# Exercise
Please give back, exactly as written, the lines from the line with "One point marks each instance of the wooden oar." to the line with "One point marks each instance of the window." in the listing below, leaving out all pictures.

# Supplied data

==========

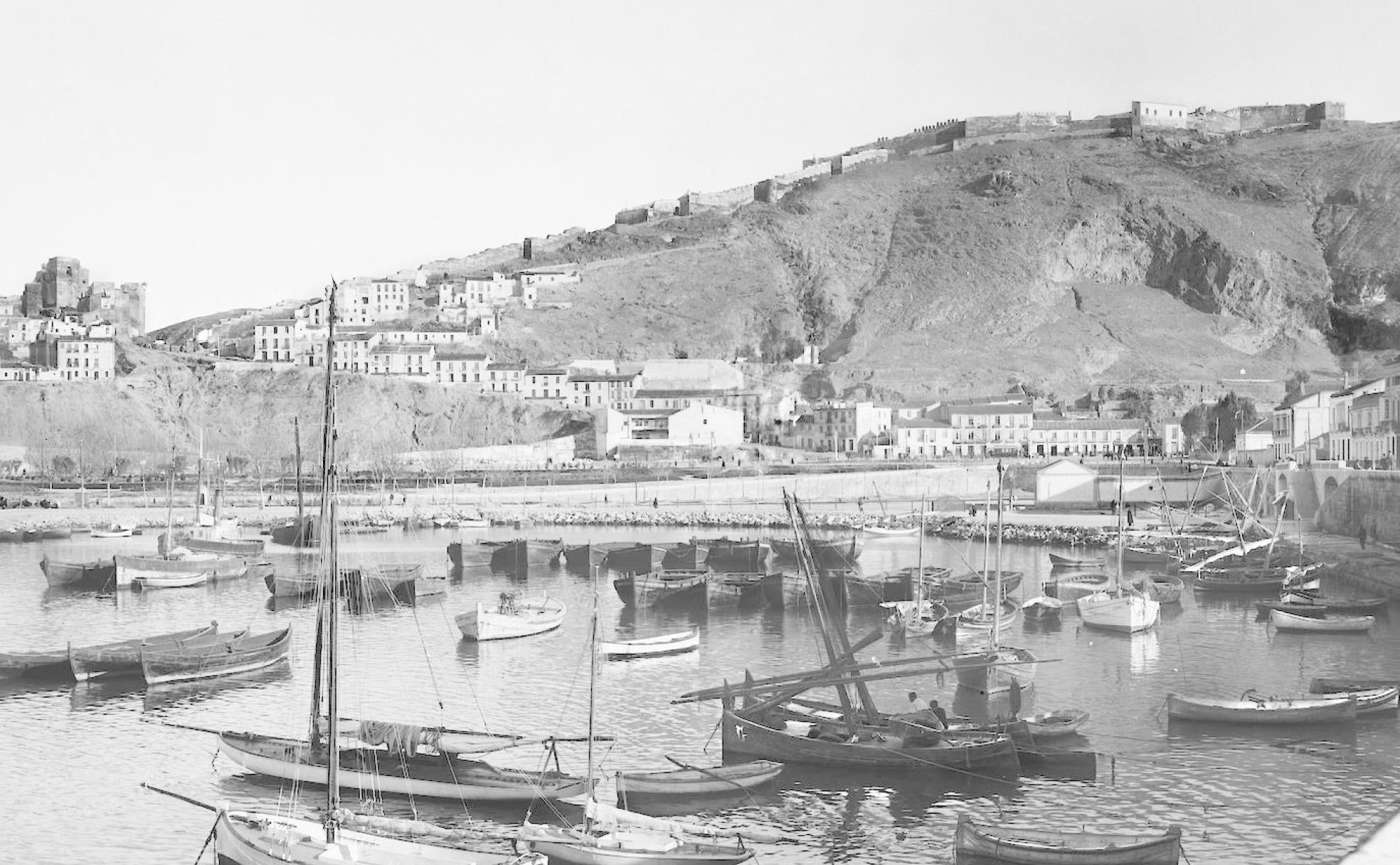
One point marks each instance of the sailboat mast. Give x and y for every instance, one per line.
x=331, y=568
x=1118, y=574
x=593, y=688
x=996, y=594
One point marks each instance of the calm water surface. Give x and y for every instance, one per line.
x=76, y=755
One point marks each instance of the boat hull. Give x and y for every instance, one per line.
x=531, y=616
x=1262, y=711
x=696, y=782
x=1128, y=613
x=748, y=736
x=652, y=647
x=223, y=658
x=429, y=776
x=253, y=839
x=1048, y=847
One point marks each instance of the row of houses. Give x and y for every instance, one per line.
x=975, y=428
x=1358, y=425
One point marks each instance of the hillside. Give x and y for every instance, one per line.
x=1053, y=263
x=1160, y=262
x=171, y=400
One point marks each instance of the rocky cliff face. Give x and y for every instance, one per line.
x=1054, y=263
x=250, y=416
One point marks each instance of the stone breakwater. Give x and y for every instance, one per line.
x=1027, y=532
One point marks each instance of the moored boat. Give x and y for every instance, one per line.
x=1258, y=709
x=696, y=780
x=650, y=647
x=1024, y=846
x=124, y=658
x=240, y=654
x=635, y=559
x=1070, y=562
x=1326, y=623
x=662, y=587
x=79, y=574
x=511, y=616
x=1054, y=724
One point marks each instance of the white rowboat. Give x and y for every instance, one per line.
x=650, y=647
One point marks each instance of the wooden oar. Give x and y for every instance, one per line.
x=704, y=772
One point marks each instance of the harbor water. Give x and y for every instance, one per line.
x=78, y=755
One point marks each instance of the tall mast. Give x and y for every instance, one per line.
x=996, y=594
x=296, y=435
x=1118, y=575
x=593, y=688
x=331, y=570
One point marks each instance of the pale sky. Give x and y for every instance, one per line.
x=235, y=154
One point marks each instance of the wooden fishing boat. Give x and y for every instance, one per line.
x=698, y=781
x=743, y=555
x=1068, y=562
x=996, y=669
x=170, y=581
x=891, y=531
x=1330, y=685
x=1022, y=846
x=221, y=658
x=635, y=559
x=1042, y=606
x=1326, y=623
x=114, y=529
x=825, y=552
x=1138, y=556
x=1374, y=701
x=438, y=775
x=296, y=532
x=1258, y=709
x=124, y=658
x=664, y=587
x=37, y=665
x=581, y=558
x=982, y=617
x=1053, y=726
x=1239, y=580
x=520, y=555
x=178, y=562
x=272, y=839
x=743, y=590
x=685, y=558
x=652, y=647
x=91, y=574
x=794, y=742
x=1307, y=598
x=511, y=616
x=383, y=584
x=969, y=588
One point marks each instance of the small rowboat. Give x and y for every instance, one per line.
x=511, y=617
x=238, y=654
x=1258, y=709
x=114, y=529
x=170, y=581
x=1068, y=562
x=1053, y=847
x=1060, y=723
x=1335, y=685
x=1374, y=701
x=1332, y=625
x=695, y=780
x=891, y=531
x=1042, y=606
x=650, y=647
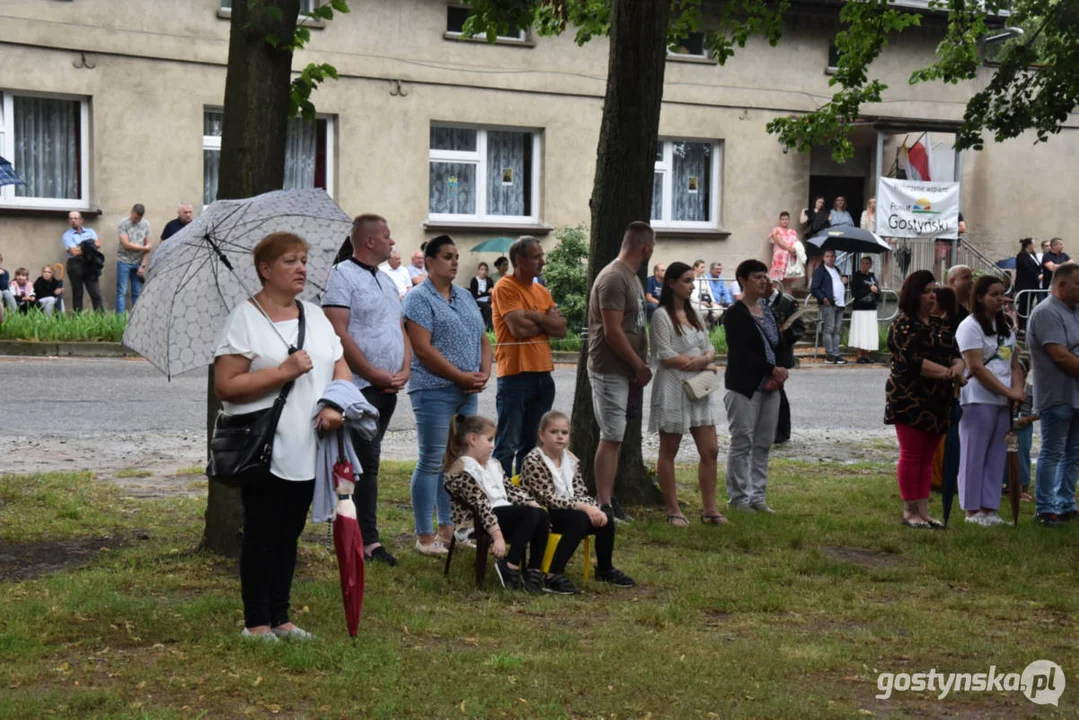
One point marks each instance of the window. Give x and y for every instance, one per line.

==========

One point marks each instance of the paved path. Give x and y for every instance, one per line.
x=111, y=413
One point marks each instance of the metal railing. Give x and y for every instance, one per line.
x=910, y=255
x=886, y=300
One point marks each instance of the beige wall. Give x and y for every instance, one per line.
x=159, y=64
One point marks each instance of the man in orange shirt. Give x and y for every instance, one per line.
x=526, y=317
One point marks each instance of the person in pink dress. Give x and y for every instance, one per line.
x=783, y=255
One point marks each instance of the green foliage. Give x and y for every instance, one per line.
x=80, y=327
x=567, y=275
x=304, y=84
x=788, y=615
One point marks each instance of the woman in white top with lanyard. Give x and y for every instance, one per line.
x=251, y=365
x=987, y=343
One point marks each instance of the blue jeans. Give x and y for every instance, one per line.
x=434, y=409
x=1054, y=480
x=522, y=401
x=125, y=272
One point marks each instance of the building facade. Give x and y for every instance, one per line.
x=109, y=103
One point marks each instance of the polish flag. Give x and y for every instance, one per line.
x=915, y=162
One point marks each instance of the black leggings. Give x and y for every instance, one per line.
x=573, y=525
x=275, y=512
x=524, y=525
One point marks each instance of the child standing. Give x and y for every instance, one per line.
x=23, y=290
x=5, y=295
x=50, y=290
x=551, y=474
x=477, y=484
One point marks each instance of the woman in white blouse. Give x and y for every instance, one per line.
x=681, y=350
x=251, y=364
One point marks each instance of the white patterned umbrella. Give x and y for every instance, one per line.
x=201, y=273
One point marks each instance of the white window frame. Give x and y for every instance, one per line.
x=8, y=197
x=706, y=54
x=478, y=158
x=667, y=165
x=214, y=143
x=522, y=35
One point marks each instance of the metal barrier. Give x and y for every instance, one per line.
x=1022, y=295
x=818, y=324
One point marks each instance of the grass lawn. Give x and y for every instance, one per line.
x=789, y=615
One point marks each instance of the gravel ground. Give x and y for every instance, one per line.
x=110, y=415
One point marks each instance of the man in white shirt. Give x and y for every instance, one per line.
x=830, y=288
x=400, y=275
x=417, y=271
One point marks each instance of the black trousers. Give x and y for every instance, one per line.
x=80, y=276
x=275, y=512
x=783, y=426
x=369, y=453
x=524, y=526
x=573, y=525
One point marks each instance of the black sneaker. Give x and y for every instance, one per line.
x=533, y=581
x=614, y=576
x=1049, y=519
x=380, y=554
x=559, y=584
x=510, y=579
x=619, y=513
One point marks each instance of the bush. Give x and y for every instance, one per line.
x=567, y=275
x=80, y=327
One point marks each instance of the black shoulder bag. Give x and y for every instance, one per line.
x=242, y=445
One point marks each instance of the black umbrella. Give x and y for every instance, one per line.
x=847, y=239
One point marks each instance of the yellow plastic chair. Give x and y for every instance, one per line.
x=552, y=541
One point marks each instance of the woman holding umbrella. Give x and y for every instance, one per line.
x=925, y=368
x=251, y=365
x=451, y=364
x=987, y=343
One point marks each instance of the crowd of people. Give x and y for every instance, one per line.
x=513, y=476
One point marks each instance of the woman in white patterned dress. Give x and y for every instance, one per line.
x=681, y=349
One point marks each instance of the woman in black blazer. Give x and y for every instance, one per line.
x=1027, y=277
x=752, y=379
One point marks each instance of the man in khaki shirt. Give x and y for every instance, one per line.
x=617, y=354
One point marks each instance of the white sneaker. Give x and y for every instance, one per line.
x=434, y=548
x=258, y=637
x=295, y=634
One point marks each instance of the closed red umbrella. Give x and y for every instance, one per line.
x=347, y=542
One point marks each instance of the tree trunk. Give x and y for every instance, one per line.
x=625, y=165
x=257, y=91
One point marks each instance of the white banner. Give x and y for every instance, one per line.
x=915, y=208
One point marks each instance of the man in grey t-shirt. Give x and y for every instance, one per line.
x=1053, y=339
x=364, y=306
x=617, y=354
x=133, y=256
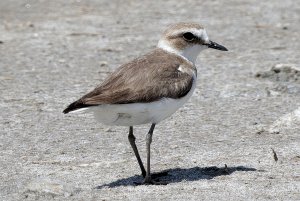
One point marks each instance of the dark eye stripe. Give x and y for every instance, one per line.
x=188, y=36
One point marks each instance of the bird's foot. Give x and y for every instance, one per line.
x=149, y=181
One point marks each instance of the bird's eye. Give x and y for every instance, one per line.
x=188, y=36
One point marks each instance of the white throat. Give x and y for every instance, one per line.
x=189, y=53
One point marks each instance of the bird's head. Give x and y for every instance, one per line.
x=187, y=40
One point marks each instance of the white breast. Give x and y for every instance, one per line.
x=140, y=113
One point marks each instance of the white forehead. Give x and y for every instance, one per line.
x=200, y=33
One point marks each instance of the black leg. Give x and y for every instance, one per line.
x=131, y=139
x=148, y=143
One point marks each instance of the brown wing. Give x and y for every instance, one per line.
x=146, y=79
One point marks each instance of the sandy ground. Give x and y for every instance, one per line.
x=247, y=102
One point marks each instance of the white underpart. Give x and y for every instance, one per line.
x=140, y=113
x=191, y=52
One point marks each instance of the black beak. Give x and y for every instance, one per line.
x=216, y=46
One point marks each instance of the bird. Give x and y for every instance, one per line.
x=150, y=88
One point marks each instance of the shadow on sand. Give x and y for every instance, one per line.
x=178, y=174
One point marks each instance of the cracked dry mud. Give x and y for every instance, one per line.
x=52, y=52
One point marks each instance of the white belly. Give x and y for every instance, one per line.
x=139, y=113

==========

# Task output
One point marks each instance of the wooden oar. Give x and y for every instance, one per line.
x=704, y=772
One point marks each instance of the harbor water. Give x and y for every instance, one per line.
x=78, y=755
One point marks each instance of the tall mast. Give x and y for every instance, one per line.
x=996, y=594
x=296, y=435
x=1118, y=575
x=593, y=688
x=331, y=570
One point marks each instance of the pale sky. Give x and y for every instance, one per line.
x=235, y=154
One point marks each instance of the wooden fishing boat. Give x and y for every instance, one per line.
x=698, y=781
x=743, y=555
x=1068, y=562
x=996, y=669
x=170, y=581
x=891, y=531
x=1330, y=685
x=1022, y=846
x=221, y=658
x=635, y=559
x=1042, y=606
x=1326, y=623
x=114, y=529
x=825, y=552
x=1138, y=556
x=1374, y=701
x=438, y=775
x=296, y=532
x=1258, y=709
x=124, y=658
x=664, y=587
x=37, y=665
x=581, y=558
x=982, y=617
x=1053, y=726
x=1239, y=580
x=520, y=555
x=178, y=562
x=272, y=839
x=743, y=590
x=685, y=558
x=652, y=647
x=91, y=574
x=794, y=742
x=1307, y=598
x=511, y=616
x=383, y=584
x=969, y=588
One point marks each instance of the small rowboat. Give x and y for every instance, one per line.
x=511, y=617
x=238, y=654
x=1258, y=709
x=114, y=529
x=170, y=581
x=1068, y=562
x=1053, y=847
x=1060, y=723
x=1335, y=685
x=1374, y=701
x=1332, y=625
x=695, y=780
x=891, y=531
x=1042, y=606
x=650, y=647
One point marks each instance of the window. Give x and y for every instance, one per line.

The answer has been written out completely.